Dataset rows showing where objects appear
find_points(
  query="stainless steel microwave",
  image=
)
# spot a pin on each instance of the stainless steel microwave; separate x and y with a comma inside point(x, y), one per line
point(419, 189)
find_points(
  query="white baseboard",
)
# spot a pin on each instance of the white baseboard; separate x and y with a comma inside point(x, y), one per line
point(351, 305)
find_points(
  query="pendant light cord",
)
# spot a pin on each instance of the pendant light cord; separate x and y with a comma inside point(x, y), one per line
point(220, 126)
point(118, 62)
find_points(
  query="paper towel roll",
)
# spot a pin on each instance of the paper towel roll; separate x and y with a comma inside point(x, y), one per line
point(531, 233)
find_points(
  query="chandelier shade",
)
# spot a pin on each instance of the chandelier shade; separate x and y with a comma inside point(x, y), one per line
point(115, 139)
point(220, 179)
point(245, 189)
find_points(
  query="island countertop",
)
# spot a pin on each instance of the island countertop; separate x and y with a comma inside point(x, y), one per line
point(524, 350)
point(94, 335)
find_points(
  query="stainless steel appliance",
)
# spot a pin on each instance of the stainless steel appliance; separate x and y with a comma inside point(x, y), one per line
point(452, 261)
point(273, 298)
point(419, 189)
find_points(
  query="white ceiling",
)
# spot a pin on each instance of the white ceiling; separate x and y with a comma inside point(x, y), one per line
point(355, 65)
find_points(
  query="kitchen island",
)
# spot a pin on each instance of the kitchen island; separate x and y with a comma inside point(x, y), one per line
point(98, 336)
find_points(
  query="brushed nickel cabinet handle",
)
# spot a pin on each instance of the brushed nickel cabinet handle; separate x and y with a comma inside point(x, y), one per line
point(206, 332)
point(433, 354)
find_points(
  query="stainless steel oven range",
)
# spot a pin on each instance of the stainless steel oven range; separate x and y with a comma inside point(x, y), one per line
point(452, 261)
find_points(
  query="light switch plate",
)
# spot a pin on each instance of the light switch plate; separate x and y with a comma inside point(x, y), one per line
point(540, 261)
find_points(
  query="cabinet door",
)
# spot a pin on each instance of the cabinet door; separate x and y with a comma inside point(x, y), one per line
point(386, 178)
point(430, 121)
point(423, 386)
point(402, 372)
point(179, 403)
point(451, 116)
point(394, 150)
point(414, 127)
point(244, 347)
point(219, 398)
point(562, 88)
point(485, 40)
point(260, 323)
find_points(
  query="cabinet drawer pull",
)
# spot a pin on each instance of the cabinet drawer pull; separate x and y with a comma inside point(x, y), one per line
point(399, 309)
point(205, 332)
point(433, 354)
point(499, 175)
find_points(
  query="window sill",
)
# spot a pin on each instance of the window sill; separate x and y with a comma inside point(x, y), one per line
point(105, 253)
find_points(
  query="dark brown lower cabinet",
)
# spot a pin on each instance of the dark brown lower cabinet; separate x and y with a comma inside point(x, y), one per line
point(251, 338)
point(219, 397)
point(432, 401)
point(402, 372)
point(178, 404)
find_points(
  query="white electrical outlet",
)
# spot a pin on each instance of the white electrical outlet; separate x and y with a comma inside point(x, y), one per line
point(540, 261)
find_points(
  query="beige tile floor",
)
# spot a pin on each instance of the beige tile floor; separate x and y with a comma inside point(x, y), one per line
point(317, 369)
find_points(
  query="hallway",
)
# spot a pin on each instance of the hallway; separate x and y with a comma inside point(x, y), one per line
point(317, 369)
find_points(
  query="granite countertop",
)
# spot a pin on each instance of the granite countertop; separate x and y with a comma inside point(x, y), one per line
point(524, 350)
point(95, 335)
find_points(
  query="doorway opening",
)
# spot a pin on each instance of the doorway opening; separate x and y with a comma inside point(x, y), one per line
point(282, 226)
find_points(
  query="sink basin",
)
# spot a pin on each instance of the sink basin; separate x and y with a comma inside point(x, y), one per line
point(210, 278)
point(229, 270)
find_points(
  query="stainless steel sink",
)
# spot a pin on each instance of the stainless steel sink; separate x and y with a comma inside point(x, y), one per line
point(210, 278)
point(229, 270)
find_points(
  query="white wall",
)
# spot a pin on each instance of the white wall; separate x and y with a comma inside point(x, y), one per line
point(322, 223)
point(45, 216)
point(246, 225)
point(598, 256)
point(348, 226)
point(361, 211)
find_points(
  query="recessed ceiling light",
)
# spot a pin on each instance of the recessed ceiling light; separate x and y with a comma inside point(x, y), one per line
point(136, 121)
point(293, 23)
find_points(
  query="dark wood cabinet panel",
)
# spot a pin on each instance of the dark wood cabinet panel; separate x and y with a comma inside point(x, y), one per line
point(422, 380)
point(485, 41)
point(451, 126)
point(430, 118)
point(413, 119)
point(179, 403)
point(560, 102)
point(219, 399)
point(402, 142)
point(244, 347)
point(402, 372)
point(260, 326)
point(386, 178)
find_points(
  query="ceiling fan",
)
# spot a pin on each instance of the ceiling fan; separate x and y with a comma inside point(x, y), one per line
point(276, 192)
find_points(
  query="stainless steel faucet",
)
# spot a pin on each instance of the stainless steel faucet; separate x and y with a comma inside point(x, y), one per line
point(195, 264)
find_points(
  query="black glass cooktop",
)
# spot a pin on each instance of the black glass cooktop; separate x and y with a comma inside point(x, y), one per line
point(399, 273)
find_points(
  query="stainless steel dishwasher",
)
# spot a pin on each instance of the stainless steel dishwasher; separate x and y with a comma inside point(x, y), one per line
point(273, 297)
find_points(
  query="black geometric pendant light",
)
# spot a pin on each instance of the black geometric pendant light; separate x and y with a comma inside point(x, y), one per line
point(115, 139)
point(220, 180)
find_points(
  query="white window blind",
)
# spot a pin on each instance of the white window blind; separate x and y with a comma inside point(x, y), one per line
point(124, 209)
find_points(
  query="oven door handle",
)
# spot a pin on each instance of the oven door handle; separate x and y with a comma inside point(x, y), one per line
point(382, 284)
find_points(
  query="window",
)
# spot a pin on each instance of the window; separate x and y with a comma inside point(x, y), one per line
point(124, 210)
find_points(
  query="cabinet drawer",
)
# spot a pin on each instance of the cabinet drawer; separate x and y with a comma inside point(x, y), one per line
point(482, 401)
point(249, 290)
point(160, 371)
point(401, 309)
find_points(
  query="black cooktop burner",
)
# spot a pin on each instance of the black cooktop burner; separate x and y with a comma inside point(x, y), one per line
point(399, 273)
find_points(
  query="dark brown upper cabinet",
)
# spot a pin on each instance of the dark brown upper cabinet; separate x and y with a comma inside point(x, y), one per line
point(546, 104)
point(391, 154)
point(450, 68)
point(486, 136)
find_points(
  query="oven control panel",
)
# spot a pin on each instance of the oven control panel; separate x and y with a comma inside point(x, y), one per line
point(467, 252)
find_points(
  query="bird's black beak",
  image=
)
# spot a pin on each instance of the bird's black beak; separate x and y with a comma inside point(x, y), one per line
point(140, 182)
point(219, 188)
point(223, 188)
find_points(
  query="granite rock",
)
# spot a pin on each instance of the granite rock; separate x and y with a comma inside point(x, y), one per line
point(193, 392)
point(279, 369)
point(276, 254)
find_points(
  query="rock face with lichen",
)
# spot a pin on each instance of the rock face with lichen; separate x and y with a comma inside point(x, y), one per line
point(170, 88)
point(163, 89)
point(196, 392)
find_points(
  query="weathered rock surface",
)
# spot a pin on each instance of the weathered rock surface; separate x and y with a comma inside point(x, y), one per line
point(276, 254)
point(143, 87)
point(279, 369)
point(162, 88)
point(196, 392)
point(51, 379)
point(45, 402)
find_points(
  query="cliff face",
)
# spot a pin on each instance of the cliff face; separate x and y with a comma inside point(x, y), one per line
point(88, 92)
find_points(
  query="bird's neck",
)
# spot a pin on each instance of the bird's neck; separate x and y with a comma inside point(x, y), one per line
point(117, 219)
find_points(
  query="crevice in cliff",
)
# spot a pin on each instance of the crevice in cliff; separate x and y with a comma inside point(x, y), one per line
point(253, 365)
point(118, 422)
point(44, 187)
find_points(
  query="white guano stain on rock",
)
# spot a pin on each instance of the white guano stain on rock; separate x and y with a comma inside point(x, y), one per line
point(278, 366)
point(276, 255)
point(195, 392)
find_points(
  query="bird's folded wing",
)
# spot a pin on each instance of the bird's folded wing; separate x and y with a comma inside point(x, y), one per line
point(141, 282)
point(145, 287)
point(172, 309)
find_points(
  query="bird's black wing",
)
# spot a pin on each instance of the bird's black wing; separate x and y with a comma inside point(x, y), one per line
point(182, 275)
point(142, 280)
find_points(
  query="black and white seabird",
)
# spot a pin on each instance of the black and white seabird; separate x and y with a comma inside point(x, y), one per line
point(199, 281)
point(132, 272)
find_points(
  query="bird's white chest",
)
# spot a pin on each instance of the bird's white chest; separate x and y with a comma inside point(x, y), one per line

■ **Your task**: Give the number of lines in the records above that contain the string "seabird", and nothing else.

■ **Solved problem**: 2